EXTRACT TO READ:

= = = = =

I think this paper is not theoretically solid enough to meet the standards expected at this conference. The contributions are modest and mainly focused on a graph partitioning approach, which lacks a strong theoretical foundation. To enhance the work, I recommend the authors further develop the theoretical framework, particularly by providing more rigorous analysis or proofs regarding the scalability or performance guarantees of their approach.

问题

The subject appears to be using an outdated template (ICLR 2024).
Please address my concerns in the weakness section.

伦理问题详情

None

评论- Response to Reviewer 4ZDn (1/2)

2024-11-20

We realize that we did not sufficiently detail the novelty of our contribution in the initial submission. We added the following ‘contributions’ section to the Introduction:

We develop an efficient GNN-based model for electronic property prediction by combining (1) the SO(2) convolution approach detailed in [1], (2) the equivariant attention mechanism proposed in [2], and (3) concepts from [3] and [4] to introduce learnable node/edge embeddings and a basis transformation layer for mapping outputs to the Hamiltonian. We provide the code for this implementation [in the Supporting Materials].

= = = = =

INFORMATION SUPPLIED:
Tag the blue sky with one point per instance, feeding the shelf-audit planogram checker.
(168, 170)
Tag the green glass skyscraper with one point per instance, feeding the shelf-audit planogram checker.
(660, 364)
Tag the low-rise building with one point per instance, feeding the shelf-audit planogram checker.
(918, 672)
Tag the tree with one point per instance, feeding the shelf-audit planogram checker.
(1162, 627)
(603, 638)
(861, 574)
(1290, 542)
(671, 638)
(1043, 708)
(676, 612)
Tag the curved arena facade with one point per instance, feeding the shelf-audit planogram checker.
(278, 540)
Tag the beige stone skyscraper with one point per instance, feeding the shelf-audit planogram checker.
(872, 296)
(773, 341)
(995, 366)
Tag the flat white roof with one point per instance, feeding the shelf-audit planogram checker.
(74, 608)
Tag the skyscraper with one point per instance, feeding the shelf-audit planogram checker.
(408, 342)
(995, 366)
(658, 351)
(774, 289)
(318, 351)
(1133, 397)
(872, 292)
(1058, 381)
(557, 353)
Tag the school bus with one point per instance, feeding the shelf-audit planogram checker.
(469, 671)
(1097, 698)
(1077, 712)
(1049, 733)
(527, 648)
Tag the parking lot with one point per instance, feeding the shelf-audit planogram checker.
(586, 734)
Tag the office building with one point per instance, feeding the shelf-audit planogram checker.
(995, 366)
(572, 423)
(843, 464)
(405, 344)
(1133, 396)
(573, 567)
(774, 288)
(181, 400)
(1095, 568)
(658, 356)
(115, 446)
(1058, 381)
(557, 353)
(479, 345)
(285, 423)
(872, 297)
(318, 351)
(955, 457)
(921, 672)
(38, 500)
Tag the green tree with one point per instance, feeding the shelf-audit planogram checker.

= = = = =

WORK ITEM A:
Answer these questions about the review excerpt:
(i) Which template does the reviewer say the submission appears to use?
(ii) What date appears on the response to Reviewer 4ZDn?
(iii) To which section did the authors add their "contributions" section?
WORK ITEM B:
Quote the stretch of the review excerpt from "The subject appears" through "Reviewer 4ZDn (1/2)".
Rely only on the review excerpt when answering.

YOUR RESPONSE A:
(i) An outdated template (ICLR 2024).
(ii) 2024-11-20.
(iii) The Introduction.

YOUR RESPONSE B:
The subject appears to be using an outdated template (ICLR 2024).
Please address my concerns in the weakness section.

伦理问题详情

None

评论- Response to Reviewer 4ZDn (1/2)